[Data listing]
----

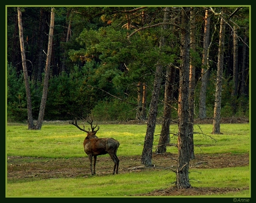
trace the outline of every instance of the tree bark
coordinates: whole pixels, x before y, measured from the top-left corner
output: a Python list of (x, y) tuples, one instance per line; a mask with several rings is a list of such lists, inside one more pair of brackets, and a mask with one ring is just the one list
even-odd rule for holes
[(27, 96), (27, 116), (28, 116), (28, 128), (33, 130), (35, 126), (33, 122), (32, 107), (31, 102), (31, 95), (30, 92), (30, 86), (28, 81), (28, 72), (26, 62), (25, 49), (24, 48), (23, 32), (22, 22), (22, 13), (21, 8), (18, 7), (18, 21), (19, 27), (19, 43), (21, 46), (21, 58), (22, 60), (22, 67), (25, 82), (26, 93)]
[(242, 66), (242, 77), (241, 77), (241, 95), (245, 96), (247, 95), (245, 91), (245, 78), (246, 78), (246, 65), (247, 65), (247, 41), (248, 37), (245, 34), (244, 37), (244, 43), (243, 44), (243, 62)]
[(40, 104), (40, 108), (38, 114), (38, 118), (36, 126), (36, 130), (41, 130), (43, 121), (45, 110), (47, 98), (48, 84), (49, 81), (49, 75), (51, 65), (51, 58), (52, 55), (52, 38), (53, 37), (55, 13), (54, 8), (52, 7), (51, 11), (51, 23), (49, 31), (49, 39), (48, 42), (47, 56), (46, 58), (46, 65), (45, 67), (45, 79), (43, 81), (43, 93)]
[(170, 142), (170, 125), (171, 123), (171, 103), (173, 99), (173, 87), (175, 69), (171, 66), (166, 67), (164, 95), (164, 119), (156, 153), (166, 152), (167, 145)]
[(154, 82), (153, 91), (150, 102), (149, 120), (147, 124), (147, 130), (144, 140), (144, 146), (141, 155), (141, 163), (145, 165), (152, 165), (152, 150), (155, 132), (156, 116), (157, 115), (158, 100), (160, 91), (161, 82), (162, 81), (163, 66), (158, 65)]
[(219, 32), (217, 78), (213, 115), (213, 134), (220, 134), (220, 108), (221, 104), (222, 77), (223, 75), (225, 29), (225, 21), (223, 17), (221, 17), (220, 19), (220, 28)]
[(233, 26), (233, 87), (232, 92), (232, 108), (234, 113), (237, 111), (236, 102), (238, 90), (238, 38), (237, 36), (238, 27)]
[[(191, 30), (190, 30), (190, 49), (196, 52), (196, 26), (195, 26), (195, 8), (191, 8), (190, 11)], [(190, 159), (195, 159), (194, 152), (194, 108), (195, 103), (195, 67), (193, 62), (189, 66), (189, 147)]]
[[(168, 10), (168, 7), (165, 10)], [(168, 12), (165, 12), (164, 22), (168, 19)], [(163, 29), (166, 29), (167, 26), (164, 25)], [(165, 44), (165, 38), (162, 36), (159, 42), (159, 49)], [(147, 130), (144, 140), (144, 146), (141, 155), (141, 163), (146, 166), (151, 166), (152, 150), (154, 141), (154, 133), (155, 132), (156, 116), (157, 115), (158, 100), (160, 91), (161, 82), (162, 81), (163, 65), (158, 64), (156, 66), (156, 74), (154, 82), (153, 91), (152, 92), (151, 101), (149, 110), (149, 119), (147, 125)]]
[(191, 187), (189, 178), (189, 49), (190, 49), (190, 8), (181, 10), (181, 66), (178, 101), (178, 158), (176, 171), (176, 186), (178, 189)]
[(146, 119), (146, 85), (140, 82), (137, 85), (137, 107), (136, 112), (136, 119), (138, 120)]
[(199, 95), (199, 115), (200, 119), (206, 117), (206, 96), (207, 82), (209, 75), (208, 70), (208, 53), (210, 39), (210, 18), (208, 14), (209, 11), (205, 10), (205, 23), (204, 35), (204, 49), (203, 51), (203, 67), (201, 74), (201, 88)]

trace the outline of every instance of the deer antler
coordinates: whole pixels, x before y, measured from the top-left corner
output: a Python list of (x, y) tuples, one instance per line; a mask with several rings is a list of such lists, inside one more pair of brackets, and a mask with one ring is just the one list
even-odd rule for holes
[(91, 122), (90, 122), (89, 121), (87, 121), (87, 123), (89, 123), (91, 125), (91, 127), (92, 128), (92, 132), (97, 132), (99, 130), (100, 130), (100, 127), (98, 126), (98, 129), (95, 130), (95, 131), (94, 130), (94, 129), (95, 129), (96, 127), (98, 126), (98, 123), (96, 122), (96, 125), (95, 126), (95, 127), (93, 127), (93, 126), (92, 126), (92, 122), (93, 122), (93, 120), (92, 120)]
[[(75, 123), (74, 123), (74, 121), (75, 121)], [(77, 120), (76, 118), (76, 119), (74, 120), (73, 120), (73, 121), (72, 121), (72, 122), (71, 121), (70, 121), (70, 124), (72, 124), (72, 125), (73, 125), (75, 126), (76, 126), (77, 128), (78, 128), (79, 130), (83, 131), (83, 132), (87, 132), (87, 133), (89, 133), (90, 132), (90, 129), (89, 129), (89, 131), (87, 131), (86, 130), (85, 130), (85, 125), (83, 125), (83, 128), (81, 128), (80, 127), (78, 126), (78, 125), (77, 125)], [(99, 127), (98, 127), (98, 128), (99, 128)], [(99, 130), (99, 129), (98, 129)], [(92, 132), (93, 132), (92, 131)]]

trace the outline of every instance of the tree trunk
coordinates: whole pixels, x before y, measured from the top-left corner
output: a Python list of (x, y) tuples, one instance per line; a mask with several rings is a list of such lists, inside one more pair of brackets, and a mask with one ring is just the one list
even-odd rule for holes
[[(168, 7), (165, 11), (168, 11)], [(164, 22), (168, 19), (168, 12), (164, 13)], [(167, 26), (164, 25), (163, 29), (166, 29)], [(162, 37), (159, 42), (159, 48), (165, 44), (165, 38)], [(154, 133), (155, 132), (156, 116), (157, 115), (158, 100), (160, 91), (161, 82), (162, 81), (163, 65), (157, 65), (155, 81), (154, 82), (153, 91), (152, 92), (151, 101), (149, 110), (149, 119), (147, 125), (147, 130), (144, 140), (144, 146), (141, 156), (141, 163), (147, 166), (151, 166), (152, 150), (154, 141)]]
[(220, 19), (219, 51), (218, 56), (218, 70), (216, 82), (214, 112), (213, 115), (213, 134), (220, 133), (220, 108), (221, 104), (222, 77), (223, 75), (224, 49), (225, 42), (225, 23), (223, 18)]
[(31, 102), (31, 95), (30, 93), (30, 86), (28, 81), (28, 72), (26, 62), (25, 49), (24, 48), (24, 41), (23, 27), (22, 22), (22, 14), (21, 8), (18, 7), (18, 21), (19, 27), (19, 43), (21, 45), (21, 58), (22, 60), (22, 67), (24, 74), (24, 80), (25, 82), (26, 93), (27, 95), (27, 116), (28, 116), (28, 128), (33, 130), (35, 126), (33, 122), (32, 108)]
[(51, 58), (52, 55), (52, 38), (53, 37), (55, 13), (54, 8), (52, 7), (51, 11), (51, 23), (49, 31), (49, 39), (48, 42), (47, 56), (46, 58), (46, 65), (45, 67), (45, 80), (43, 81), (43, 93), (40, 104), (38, 118), (37, 119), (36, 130), (41, 130), (42, 124), (43, 121), (43, 116), (45, 115), (45, 110), (46, 105), (46, 100), (47, 98), (48, 83), (49, 81), (49, 75), (51, 65)]
[(233, 26), (233, 87), (232, 92), (232, 108), (234, 112), (237, 111), (236, 100), (238, 89), (238, 38), (237, 36), (238, 27)]
[(140, 82), (137, 85), (137, 108), (136, 112), (136, 119), (138, 120), (146, 119), (146, 90), (145, 83)]
[(205, 10), (205, 23), (204, 35), (204, 49), (203, 51), (203, 67), (201, 74), (201, 89), (199, 96), (199, 118), (204, 119), (206, 117), (206, 97), (207, 82), (209, 75), (208, 53), (210, 39), (210, 19), (208, 15), (209, 11)]
[[(170, 7), (165, 8), (165, 21), (167, 21), (170, 11)], [(165, 27), (166, 29), (167, 27)], [(161, 133), (156, 150), (156, 153), (164, 154), (166, 152), (167, 145), (170, 142), (170, 125), (171, 123), (171, 101), (173, 98), (173, 87), (175, 68), (172, 66), (166, 67), (165, 76), (165, 96), (164, 104), (164, 120)]]
[[(35, 67), (35, 78), (36, 81), (42, 82), (42, 72), (43, 70), (43, 64), (45, 61), (45, 53), (43, 50), (46, 49), (45, 42), (47, 41), (46, 31), (47, 26), (48, 11), (46, 11), (45, 8), (41, 8), (40, 10), (40, 19), (39, 25), (39, 42), (38, 42), (38, 65)], [(36, 88), (38, 85), (36, 85)]]
[(164, 120), (156, 152), (164, 154), (170, 142), (170, 125), (171, 123), (171, 102), (173, 99), (173, 87), (175, 69), (171, 66), (166, 67), (164, 95)]
[(152, 165), (152, 147), (153, 146), (154, 133), (155, 132), (156, 116), (157, 115), (158, 100), (162, 81), (162, 72), (163, 66), (158, 65), (156, 67), (155, 81), (154, 82), (149, 120), (141, 156), (141, 163), (150, 166)]
[(242, 96), (245, 95), (245, 76), (246, 76), (246, 64), (247, 64), (247, 40), (248, 37), (245, 34), (244, 38), (244, 43), (243, 45), (243, 63), (242, 66), (242, 77), (241, 77), (241, 88), (240, 89)]
[(191, 187), (189, 178), (189, 49), (190, 8), (183, 7), (181, 29), (181, 66), (179, 89), (178, 106), (178, 157), (177, 161), (176, 186), (178, 189)]
[[(190, 12), (191, 18), (191, 34), (190, 34), (190, 49), (193, 52), (196, 52), (196, 26), (195, 8), (191, 8)], [(190, 63), (189, 67), (189, 147), (190, 159), (195, 159), (194, 152), (194, 108), (195, 103), (195, 67), (193, 65), (193, 62)]]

----

§ **EXERCISE DESCRIPTION**
Reproduce the records from their first line through the line containing "66), (189, 147)]]", both ends included, and leave the pictures out.

§ **ANSWER TO THIS EXERCISE**
trace the outline of every instance of the tree bark
coordinates: whole pixels, x before y, measured from the top-left corner
output: a Python list of (x, y) tuples, one instance per line; a mask with several rings is a list of such lists, inside one more pair of brackets, and a mask with one ring is just the one list
even-odd rule for holes
[(27, 96), (27, 116), (28, 116), (28, 128), (33, 130), (35, 126), (33, 122), (32, 107), (31, 102), (31, 95), (30, 92), (30, 86), (28, 81), (28, 72), (26, 62), (25, 49), (24, 48), (23, 32), (22, 22), (22, 13), (21, 8), (18, 7), (18, 21), (19, 27), (19, 43), (21, 46), (21, 58), (22, 60), (22, 67), (25, 82), (26, 93)]
[(242, 66), (242, 77), (241, 77), (241, 95), (245, 96), (247, 95), (245, 91), (245, 78), (246, 78), (246, 65), (247, 65), (247, 41), (248, 37), (245, 34), (244, 37), (244, 43), (243, 44), (243, 62)]
[(40, 104), (40, 108), (38, 114), (38, 118), (36, 126), (36, 130), (41, 130), (43, 121), (45, 110), (47, 98), (48, 84), (49, 81), (49, 75), (51, 65), (51, 58), (52, 55), (52, 38), (53, 37), (55, 13), (54, 8), (52, 7), (51, 11), (51, 23), (49, 31), (49, 39), (48, 42), (47, 56), (46, 58), (46, 65), (45, 67), (45, 79), (43, 81), (43, 93)]
[(170, 142), (170, 125), (171, 123), (171, 103), (173, 99), (173, 87), (175, 69), (171, 66), (166, 67), (164, 95), (164, 119), (156, 153), (166, 152), (167, 145)]
[(154, 82), (153, 91), (150, 102), (149, 120), (147, 124), (147, 130), (144, 140), (144, 146), (141, 155), (141, 163), (145, 165), (152, 165), (152, 150), (155, 132), (156, 116), (157, 115), (158, 100), (160, 91), (161, 82), (162, 81), (163, 66), (158, 65)]
[(219, 32), (217, 78), (213, 115), (213, 134), (220, 134), (220, 108), (221, 104), (222, 77), (223, 75), (225, 29), (225, 21), (223, 17), (221, 17), (220, 19), (220, 28)]
[(233, 26), (233, 87), (232, 92), (232, 108), (234, 113), (237, 111), (236, 102), (238, 90), (238, 38), (237, 36), (238, 27)]
[[(191, 30), (190, 30), (190, 49), (196, 52), (196, 26), (195, 26), (195, 8), (191, 8), (190, 11)], [(190, 159), (195, 159), (194, 152), (194, 108), (195, 103), (195, 67), (193, 62), (189, 66), (189, 147)]]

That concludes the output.